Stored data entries

+ + + + + + +

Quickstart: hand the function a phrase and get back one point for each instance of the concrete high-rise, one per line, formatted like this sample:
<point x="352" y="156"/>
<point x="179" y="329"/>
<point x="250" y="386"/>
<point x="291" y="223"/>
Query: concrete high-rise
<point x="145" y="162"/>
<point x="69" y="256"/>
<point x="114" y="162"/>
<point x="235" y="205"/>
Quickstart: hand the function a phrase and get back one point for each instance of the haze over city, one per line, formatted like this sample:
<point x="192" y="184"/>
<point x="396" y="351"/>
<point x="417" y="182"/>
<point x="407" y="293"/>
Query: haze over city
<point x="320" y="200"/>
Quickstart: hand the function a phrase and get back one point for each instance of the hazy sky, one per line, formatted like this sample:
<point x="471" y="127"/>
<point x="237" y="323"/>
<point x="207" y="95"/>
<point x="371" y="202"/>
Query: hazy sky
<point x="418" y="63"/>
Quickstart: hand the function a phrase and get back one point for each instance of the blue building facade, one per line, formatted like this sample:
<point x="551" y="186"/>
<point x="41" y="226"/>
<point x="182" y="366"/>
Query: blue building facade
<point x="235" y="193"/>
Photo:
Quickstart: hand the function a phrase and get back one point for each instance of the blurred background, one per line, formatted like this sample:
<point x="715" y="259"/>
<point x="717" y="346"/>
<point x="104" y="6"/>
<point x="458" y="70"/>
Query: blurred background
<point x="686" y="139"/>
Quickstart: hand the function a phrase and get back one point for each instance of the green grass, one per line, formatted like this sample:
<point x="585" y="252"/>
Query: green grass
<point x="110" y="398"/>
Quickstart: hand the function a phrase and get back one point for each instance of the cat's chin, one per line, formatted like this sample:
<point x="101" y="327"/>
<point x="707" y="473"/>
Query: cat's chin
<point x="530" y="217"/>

+ + + + + + +

=== Requirement ===
Reproduce the records above in full and with exact wording.

=== Output ===
Quickstart: hand the function a phrase and get back one point for each instance of the concrete high-rise, one per line, formatted like this sample:
<point x="352" y="156"/>
<point x="179" y="329"/>
<point x="250" y="386"/>
<point x="291" y="223"/>
Query: concrete high-rise
<point x="145" y="162"/>
<point x="69" y="256"/>
<point x="114" y="162"/>
<point x="235" y="205"/>
Quickstart: hand the function a phrase and get back one point for each instance of the haze over city, one per line, formatted like this sample:
<point x="192" y="184"/>
<point x="396" y="351"/>
<point x="417" y="182"/>
<point x="407" y="293"/>
Query: haze over city
<point x="320" y="200"/>
Quickstart: hand the function a phrase and get back one point for each instance of the hazy sky, one per line, formatted like this sample:
<point x="471" y="127"/>
<point x="237" y="323"/>
<point x="207" y="95"/>
<point x="371" y="202"/>
Query: hazy sky
<point x="418" y="63"/>
Quickstart: hand the function a phrase and get back one point for each instance of the blue building facade, one per line, formatted like this sample:
<point x="551" y="186"/>
<point x="41" y="226"/>
<point x="182" y="366"/>
Query: blue building facade
<point x="235" y="193"/>
Photo:
Quickstart: hand the function a phrase and get back one point for each instance of the blurred background, one per line, formatted like this sample:
<point x="715" y="259"/>
<point x="717" y="346"/>
<point x="104" y="6"/>
<point x="458" y="70"/>
Query: blurred background
<point x="686" y="139"/>
Quickstart: hand the function a phrase and get back one point for each instance of the green grass, one per line, formatted like this sample:
<point x="585" y="252"/>
Query: green grass
<point x="110" y="398"/>
Quickstart: hand the function a phrase and get back one point for each instance of the cat's chin, one per line, formatted like this sample:
<point x="101" y="327"/>
<point x="707" y="473"/>
Query: cat's chin
<point x="530" y="217"/>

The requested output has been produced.